Retype the material from its first line through the line containing "Now the grey", including both ends and keeping every character unchanged.

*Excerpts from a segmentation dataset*
┌──

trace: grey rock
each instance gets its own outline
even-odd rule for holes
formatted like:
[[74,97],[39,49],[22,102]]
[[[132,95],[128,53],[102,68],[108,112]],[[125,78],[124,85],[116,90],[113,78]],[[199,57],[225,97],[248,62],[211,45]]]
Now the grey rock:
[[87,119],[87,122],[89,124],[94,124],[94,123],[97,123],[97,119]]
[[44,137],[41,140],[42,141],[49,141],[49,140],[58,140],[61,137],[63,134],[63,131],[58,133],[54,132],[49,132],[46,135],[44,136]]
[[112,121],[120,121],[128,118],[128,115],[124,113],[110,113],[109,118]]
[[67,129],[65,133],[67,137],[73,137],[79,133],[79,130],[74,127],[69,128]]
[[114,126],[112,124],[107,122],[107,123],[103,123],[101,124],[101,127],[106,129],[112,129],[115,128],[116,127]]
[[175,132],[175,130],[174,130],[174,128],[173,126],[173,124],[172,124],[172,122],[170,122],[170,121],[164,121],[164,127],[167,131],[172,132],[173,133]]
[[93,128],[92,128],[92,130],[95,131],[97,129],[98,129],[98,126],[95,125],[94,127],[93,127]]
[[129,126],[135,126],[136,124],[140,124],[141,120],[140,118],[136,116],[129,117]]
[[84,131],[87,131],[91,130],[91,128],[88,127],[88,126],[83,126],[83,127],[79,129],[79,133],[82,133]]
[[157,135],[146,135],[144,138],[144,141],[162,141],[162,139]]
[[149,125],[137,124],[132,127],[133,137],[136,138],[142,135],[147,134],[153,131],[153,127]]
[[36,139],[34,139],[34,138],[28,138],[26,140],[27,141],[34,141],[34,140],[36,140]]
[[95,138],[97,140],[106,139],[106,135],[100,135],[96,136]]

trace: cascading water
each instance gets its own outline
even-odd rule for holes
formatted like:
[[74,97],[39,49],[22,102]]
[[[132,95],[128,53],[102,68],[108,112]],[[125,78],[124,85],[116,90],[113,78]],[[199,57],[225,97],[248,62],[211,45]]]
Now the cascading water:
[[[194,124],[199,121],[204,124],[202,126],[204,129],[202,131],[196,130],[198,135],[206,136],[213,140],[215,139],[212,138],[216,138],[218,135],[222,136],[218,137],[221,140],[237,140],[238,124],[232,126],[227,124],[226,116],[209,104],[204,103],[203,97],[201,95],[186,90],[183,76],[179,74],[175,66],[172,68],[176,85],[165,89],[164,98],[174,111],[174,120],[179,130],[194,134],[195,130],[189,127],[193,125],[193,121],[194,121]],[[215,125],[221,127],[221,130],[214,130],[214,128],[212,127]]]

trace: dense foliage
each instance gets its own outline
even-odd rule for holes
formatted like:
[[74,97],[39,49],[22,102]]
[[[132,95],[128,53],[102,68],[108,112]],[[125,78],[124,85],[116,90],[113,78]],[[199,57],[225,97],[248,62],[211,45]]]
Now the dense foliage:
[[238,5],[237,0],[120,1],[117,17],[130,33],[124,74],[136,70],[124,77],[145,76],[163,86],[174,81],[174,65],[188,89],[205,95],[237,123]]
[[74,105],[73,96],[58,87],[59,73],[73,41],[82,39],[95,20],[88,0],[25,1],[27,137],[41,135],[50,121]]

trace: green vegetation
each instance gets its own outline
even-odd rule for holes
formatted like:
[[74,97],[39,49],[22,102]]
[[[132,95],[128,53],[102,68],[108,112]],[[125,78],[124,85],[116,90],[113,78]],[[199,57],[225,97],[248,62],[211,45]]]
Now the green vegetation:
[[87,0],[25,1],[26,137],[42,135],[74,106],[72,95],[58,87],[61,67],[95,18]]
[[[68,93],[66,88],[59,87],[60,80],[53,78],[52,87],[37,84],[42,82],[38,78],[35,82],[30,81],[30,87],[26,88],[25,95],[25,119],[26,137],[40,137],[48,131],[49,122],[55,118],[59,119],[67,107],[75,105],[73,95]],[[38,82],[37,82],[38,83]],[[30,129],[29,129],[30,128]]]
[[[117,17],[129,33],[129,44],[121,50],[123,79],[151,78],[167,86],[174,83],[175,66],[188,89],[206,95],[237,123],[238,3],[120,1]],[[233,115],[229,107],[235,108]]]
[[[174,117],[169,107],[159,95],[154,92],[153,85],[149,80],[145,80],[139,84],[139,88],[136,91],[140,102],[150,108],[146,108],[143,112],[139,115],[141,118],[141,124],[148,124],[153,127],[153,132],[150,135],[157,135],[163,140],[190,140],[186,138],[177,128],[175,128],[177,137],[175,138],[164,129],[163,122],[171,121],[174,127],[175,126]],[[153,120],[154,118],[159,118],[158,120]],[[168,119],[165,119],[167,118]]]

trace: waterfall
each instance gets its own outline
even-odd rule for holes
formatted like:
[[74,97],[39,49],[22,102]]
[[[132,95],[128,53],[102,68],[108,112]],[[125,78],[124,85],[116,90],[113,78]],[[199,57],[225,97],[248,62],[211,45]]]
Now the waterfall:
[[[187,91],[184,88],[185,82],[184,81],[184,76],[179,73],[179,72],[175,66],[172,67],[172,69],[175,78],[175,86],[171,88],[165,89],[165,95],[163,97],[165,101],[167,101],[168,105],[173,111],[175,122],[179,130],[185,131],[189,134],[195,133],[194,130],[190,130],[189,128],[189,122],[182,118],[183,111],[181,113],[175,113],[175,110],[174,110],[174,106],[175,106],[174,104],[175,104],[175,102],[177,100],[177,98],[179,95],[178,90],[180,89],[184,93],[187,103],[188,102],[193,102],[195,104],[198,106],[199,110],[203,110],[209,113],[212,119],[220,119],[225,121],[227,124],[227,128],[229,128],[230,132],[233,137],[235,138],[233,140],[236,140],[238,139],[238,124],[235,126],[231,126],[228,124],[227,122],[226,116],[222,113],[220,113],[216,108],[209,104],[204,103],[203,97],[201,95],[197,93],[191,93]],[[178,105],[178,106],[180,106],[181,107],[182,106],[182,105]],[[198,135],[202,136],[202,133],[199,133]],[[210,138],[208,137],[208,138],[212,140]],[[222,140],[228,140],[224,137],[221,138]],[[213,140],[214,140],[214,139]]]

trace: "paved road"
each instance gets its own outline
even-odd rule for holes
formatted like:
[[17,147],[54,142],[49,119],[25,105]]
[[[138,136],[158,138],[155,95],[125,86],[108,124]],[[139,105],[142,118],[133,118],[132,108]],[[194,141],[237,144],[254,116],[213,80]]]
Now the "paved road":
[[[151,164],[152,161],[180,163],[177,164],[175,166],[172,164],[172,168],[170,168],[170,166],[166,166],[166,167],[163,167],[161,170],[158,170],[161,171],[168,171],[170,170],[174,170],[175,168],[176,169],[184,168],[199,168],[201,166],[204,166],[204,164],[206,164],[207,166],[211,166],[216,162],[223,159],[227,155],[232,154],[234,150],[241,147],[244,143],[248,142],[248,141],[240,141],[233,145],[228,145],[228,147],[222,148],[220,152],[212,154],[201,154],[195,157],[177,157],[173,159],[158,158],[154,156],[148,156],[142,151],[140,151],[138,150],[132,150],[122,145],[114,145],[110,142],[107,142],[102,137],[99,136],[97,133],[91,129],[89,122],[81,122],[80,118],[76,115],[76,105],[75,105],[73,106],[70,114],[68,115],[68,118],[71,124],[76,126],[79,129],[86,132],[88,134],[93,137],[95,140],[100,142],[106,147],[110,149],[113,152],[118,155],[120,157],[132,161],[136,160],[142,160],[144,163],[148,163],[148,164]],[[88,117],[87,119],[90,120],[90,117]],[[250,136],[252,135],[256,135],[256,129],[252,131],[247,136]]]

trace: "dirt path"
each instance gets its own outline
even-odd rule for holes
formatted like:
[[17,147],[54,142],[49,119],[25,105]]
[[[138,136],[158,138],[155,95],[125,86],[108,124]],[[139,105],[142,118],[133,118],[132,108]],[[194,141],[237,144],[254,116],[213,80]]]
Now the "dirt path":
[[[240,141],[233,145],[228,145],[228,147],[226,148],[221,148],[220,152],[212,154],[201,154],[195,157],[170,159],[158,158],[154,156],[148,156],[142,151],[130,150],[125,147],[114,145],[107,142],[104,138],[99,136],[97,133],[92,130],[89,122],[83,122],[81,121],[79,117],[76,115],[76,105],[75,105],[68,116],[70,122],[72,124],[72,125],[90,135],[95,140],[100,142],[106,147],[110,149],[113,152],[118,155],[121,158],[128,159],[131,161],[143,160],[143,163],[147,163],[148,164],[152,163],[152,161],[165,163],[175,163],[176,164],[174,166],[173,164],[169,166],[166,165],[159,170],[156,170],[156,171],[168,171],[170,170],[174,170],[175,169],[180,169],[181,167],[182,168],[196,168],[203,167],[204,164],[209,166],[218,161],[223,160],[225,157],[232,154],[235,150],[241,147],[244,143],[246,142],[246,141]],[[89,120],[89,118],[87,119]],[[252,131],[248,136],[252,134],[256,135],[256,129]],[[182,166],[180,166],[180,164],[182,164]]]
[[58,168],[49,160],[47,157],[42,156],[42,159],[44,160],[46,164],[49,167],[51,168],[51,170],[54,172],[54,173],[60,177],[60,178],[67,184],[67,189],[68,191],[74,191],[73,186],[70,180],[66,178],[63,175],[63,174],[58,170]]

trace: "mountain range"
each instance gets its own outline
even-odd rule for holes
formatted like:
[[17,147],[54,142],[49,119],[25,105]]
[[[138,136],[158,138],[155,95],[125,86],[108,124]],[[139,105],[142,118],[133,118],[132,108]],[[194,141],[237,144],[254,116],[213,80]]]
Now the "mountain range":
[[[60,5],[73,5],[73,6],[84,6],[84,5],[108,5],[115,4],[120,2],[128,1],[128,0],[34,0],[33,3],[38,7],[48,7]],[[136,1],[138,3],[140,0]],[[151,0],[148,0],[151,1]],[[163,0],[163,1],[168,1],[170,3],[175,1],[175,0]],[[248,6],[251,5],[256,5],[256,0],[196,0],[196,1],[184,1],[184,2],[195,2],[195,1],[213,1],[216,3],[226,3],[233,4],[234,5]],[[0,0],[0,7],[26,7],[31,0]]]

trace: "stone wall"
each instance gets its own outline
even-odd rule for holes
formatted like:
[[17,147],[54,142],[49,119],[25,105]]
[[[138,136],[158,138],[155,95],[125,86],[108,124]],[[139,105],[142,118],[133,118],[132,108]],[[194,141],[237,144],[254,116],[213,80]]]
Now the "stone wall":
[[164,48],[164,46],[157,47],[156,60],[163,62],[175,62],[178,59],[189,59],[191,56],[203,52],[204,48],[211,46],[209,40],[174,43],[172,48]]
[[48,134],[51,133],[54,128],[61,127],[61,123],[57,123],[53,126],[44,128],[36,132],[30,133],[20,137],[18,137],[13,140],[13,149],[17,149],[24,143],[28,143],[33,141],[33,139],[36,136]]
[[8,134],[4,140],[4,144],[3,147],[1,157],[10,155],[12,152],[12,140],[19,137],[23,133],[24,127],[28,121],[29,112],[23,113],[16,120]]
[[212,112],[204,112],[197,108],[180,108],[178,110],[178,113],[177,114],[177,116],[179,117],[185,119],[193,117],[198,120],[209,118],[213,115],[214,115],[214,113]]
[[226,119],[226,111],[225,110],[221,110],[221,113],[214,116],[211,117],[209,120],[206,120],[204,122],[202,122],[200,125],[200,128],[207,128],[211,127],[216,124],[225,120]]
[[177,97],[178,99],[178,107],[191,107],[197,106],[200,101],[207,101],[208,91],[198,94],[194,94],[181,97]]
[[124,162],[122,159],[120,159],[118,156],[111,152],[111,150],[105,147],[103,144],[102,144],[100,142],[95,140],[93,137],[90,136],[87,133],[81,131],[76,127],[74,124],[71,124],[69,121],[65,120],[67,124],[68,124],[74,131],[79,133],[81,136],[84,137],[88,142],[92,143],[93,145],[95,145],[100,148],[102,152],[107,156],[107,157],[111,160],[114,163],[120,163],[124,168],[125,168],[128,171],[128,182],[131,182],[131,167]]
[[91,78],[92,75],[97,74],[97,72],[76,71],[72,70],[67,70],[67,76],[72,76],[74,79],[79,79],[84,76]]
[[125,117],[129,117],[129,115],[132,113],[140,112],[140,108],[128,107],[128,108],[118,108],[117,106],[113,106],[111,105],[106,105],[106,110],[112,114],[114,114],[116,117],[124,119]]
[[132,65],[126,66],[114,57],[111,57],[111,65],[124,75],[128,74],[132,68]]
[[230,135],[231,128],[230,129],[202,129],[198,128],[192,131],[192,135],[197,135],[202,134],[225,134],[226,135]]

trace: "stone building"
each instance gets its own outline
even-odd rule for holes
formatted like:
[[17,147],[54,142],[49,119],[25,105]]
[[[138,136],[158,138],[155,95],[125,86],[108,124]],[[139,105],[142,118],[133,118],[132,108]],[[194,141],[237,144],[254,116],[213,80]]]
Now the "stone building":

└──

*Final result*
trace: grey rock
each instance gets its own outline
even-odd rule for holes
formatted like:
[[74,97],[39,49],[22,102]]
[[[132,95],[128,53],[102,68],[108,112]],[[125,78],[124,85],[116,90],[113,78]],[[199,57],[225,97],[248,62],[211,45]]]
Now the grey rock:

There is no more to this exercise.